=== Jobs ===
1) Rewrite the passage on Lebanon's poverty program from "The president added" to "than $2.40 a day.", renaming every "campaign" to "initiative".
2) Answer from the passage on Lebanon's poverty program:
(a) Who funded the National Poverty Targeting Program?
(b) How much does the state pay each year in health services to its employees and those on retirement programs?
(c) Below what daily income does the NPTP primarily aim to help individuals?
3) List every funder of the National Poverty Targeting Program named in the passage on Lebanon's poverty program.

*** Excerpted passage

The president was speaking during a ceremony to announce the results of the first phase of the National Poverty Targeting Program – a campaign introduced by the Social Affairs Ministry, endorsed by the government and funded by the World Bank and the Italian and Canadian governments.

Sleiman assured the Lebanese that despite the harsh living conditions imposed by successive crises, “social justice will remain a priority on the national agenda, away from Lebanon’s sectarian divisions.”

The president added that “the state bears a heavy burden in protecting society from collapse, as it pays more than LL733 billion yearly in health services to its employees and those on retirement programs.”

While he lauded the efforts of the Social Affairs Ministry in the NPTP campaign, he pointed out that “the problem lies with [the government’s] random spending.”

The campaign was launched in November of last year and seeks to address the long-neglected policy area of poverty in Lebanon. The NPTP aims to primarily help those individuals living on less than $2.40 a day.

******
*** Given information

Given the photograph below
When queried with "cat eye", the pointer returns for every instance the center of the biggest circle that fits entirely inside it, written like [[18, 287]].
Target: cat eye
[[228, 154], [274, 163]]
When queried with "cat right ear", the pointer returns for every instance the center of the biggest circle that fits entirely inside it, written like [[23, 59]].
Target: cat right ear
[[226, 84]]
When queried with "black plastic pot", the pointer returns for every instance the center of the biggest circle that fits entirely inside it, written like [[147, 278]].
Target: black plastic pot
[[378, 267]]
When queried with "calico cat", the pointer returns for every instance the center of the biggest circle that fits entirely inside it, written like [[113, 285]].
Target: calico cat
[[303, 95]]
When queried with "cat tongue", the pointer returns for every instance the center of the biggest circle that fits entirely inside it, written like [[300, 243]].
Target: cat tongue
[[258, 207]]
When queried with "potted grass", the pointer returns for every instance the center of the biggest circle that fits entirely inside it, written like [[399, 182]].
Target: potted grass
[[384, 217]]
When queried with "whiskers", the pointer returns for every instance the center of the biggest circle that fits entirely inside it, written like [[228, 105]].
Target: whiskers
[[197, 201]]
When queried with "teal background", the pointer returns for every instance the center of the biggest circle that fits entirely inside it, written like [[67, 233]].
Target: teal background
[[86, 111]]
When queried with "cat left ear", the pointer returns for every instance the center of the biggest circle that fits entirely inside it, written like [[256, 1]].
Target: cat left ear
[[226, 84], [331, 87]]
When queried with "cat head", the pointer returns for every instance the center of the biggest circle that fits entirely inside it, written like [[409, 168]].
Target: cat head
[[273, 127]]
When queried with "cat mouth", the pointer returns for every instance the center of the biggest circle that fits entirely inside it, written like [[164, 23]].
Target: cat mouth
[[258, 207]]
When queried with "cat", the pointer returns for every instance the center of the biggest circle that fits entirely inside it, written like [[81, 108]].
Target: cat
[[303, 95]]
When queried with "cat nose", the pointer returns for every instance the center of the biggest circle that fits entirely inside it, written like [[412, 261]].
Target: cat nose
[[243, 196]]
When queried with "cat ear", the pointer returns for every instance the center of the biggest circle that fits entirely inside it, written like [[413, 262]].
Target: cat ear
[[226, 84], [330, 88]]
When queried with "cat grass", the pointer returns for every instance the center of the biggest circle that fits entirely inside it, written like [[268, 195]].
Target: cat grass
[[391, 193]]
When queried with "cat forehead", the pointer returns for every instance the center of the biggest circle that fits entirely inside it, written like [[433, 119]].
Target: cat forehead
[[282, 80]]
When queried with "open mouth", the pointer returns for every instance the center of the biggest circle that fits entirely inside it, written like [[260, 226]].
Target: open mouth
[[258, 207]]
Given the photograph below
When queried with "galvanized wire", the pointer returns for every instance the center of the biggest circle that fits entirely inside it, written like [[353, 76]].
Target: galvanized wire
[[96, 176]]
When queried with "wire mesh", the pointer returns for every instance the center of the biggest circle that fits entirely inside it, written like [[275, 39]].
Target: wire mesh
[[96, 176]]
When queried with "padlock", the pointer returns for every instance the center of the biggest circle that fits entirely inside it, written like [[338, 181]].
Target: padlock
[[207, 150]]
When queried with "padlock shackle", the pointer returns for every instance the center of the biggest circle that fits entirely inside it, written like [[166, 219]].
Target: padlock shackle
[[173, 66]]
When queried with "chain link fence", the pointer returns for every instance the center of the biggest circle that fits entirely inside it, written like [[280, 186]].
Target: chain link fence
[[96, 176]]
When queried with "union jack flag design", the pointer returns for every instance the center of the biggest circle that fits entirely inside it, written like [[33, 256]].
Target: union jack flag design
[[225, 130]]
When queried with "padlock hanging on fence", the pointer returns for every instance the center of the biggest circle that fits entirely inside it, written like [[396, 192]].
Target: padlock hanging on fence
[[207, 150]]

******

=== Results in order ===
1)
The president added that “the state bears a heavy burden in protecting society from collapse, as it pays more than LL733 billion yearly in health services to its employees and those on retirement programs.”

While he lauded the efforts of the Social Affairs Ministry in the NPTP initiative, he pointed out that “the problem lies with [the government’s] random spending.”

The initiative was launched in November of last year and seeks to address the long-neglected policy area of poverty in Lebanon. The NPTP aims to primarily help those individuals living on less than $2.40 a day.

2)
(a) The World Bank and the Italian and Canadian governments.
(b) More than LL733 billion.
(c) $2.40 a day.

3)
The World Bank
The Italian government
The Canadian government